▶ [Aim of the exercise]
Can the data below be echoed back word for word?

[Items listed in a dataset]
_ _ _ _ _
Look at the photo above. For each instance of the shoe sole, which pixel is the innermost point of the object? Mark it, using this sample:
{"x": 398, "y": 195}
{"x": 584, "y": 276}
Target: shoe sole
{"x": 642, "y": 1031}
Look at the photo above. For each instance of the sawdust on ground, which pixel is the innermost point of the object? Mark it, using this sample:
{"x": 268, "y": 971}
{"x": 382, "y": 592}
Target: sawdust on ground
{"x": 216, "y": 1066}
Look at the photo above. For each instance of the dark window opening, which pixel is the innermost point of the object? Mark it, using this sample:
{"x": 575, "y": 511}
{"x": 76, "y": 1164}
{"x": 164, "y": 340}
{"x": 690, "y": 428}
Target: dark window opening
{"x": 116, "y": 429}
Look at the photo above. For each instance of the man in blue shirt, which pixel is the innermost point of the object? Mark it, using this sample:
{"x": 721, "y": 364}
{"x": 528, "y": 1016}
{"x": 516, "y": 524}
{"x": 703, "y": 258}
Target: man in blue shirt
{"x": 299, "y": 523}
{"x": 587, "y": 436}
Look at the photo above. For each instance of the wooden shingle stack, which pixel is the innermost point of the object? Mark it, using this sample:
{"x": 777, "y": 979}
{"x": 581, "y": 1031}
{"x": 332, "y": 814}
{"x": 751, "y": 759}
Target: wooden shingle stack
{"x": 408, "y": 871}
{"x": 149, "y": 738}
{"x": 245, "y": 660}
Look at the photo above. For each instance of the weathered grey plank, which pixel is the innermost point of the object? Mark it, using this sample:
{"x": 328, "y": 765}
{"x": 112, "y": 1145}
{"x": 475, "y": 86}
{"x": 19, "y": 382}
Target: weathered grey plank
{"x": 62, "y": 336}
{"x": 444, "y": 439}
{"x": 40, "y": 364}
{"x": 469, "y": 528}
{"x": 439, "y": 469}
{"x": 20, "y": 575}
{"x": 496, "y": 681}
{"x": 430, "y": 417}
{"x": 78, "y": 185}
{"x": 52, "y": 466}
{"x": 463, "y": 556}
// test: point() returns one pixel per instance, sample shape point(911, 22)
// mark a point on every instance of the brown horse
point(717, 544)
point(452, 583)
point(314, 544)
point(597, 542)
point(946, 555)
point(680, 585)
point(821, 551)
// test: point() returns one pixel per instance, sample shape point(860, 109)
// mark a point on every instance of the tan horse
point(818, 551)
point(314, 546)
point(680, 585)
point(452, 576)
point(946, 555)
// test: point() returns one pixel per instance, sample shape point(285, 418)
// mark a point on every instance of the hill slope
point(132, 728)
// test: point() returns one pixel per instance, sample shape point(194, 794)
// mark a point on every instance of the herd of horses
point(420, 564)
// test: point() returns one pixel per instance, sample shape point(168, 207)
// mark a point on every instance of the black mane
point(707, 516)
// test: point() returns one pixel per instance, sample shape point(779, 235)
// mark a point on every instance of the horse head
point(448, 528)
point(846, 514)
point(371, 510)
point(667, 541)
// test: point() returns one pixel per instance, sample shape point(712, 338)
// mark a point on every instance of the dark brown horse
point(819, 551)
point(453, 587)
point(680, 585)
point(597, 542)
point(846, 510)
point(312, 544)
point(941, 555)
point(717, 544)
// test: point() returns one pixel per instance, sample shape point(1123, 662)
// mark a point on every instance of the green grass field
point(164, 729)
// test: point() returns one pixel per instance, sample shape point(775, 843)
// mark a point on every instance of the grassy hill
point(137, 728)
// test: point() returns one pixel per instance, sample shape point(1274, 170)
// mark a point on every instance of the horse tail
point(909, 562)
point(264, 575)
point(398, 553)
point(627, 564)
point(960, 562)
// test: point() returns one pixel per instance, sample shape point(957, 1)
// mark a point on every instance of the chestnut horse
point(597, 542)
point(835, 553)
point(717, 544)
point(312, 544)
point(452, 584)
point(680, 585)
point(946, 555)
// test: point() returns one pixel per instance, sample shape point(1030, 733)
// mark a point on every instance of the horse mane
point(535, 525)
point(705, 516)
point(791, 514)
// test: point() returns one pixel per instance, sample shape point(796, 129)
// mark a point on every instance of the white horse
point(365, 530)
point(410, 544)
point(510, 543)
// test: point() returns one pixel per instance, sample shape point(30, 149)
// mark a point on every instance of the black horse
_ _ _ _ _
▶ [Correct answer]
Look at the photo above. For each instance of the shoe sole, which pixel is the innermost point of the object? Mark it, using this sample:
{"x": 398, "y": 195}
{"x": 584, "y": 276}
Target: shoe sole
{"x": 642, "y": 1031}
Look at the photo above. For each instance of the sawdust on ground, which pixel is the innermost point of the object? Mark it, using this sample:
{"x": 268, "y": 971}
{"x": 382, "y": 592}
Target: sawdust on ground
{"x": 216, "y": 1066}
Look at the photo above. For each instance of the dark window opening, which pixel is the innermost point of the object? Mark it, using this sample:
{"x": 575, "y": 511}
{"x": 76, "y": 1164}
{"x": 164, "y": 340}
{"x": 690, "y": 428}
Target: dark window opening
{"x": 116, "y": 429}
Look at the photo above. For each instance of the man in blue shirt, which pixel is the innermost point of the object? Mark it, using this sample:
{"x": 721, "y": 364}
{"x": 528, "y": 1016}
{"x": 516, "y": 524}
{"x": 703, "y": 258}
Target: man in blue shirt
{"x": 299, "y": 523}
{"x": 587, "y": 436}
Look at the photo above. For each instance of the wooden shingle stack, which pixel is the innermost point of the object? Mark it, using this sample:
{"x": 777, "y": 979}
{"x": 581, "y": 1031}
{"x": 332, "y": 814}
{"x": 751, "y": 759}
Target: wooden shingle stack
{"x": 408, "y": 871}
{"x": 149, "y": 738}
{"x": 245, "y": 660}
Look at the photo above. For each instance of the weathered grey plank, which pixel is the innermost point of the object? Mark it, using this sample:
{"x": 328, "y": 765}
{"x": 112, "y": 1145}
{"x": 475, "y": 86}
{"x": 19, "y": 382}
Target: weathered grey plank
{"x": 62, "y": 336}
{"x": 444, "y": 439}
{"x": 40, "y": 364}
{"x": 469, "y": 528}
{"x": 439, "y": 469}
{"x": 20, "y": 575}
{"x": 496, "y": 681}
{"x": 430, "y": 417}
{"x": 78, "y": 185}
{"x": 52, "y": 466}
{"x": 463, "y": 556}
// test: point() returns one pixel per instance, sample shape point(911, 22)
// mark a point on every instance of the brown horse
point(717, 544)
point(452, 583)
point(314, 544)
point(597, 542)
point(946, 555)
point(680, 585)
point(821, 551)
// test: point() returns one pixel per instance, sample shape point(860, 109)
// mark a point on every instance of the tan horse
point(818, 551)
point(314, 546)
point(680, 585)
point(452, 576)
point(946, 555)
// test: point() returns one pixel per instance, sample shape point(285, 418)
// mark a point on every instance of the hill slope
point(132, 728)
// test: point() returns one pixel per instance, sample shape point(194, 794)
// mark a point on every instance of the herd of horses
point(420, 564)
// test: point() returns one pixel per instance, sample shape point(168, 207)
// mark a point on every instance of the black mane
point(707, 516)
// test: point() returns one pixel per instance, sample shape point(779, 235)
// mark a point on every instance of the horse head
point(448, 528)
point(846, 514)
point(371, 510)
point(667, 541)
// test: point() returns one pixel per instance, sample shape point(712, 338)
// mark a point on every instance of the dark brown horse
point(819, 551)
point(453, 587)
point(680, 585)
point(597, 542)
point(846, 510)
point(312, 544)
point(941, 555)
point(717, 544)
// test: point() returns one pixel per instance, sample shape point(1123, 662)
// mark a point on every instance of the green grass field
point(164, 729)
// test: point() returns one pixel per instance, sample shape point(775, 843)
// mark a point on every instance of the grassy hill
point(137, 728)
// test: point() returns one pixel per instance, sample shape point(1274, 170)
// mark a point on every instance of the horse tail
point(909, 562)
point(264, 575)
point(398, 553)
point(627, 564)
point(960, 562)
// test: point() returns one pixel per instance, sample shape point(957, 1)
// mark a point on every instance of the chestnut horse
point(597, 542)
point(835, 553)
point(717, 544)
point(312, 544)
point(452, 584)
point(680, 585)
point(946, 555)
// test: point() returns one pixel per instance, sample shape point(1030, 733)
// mark a point on every instance of the horse mane
point(535, 525)
point(705, 516)
point(791, 514)
// test: point() returns one pixel per instance, sample shape point(796, 129)
// mark a point on every instance of the white horse
point(365, 530)
point(410, 544)
point(510, 543)
// test: point() returns one pixel per instance, sample shape point(30, 149)
// mark a point on every instance of the black horse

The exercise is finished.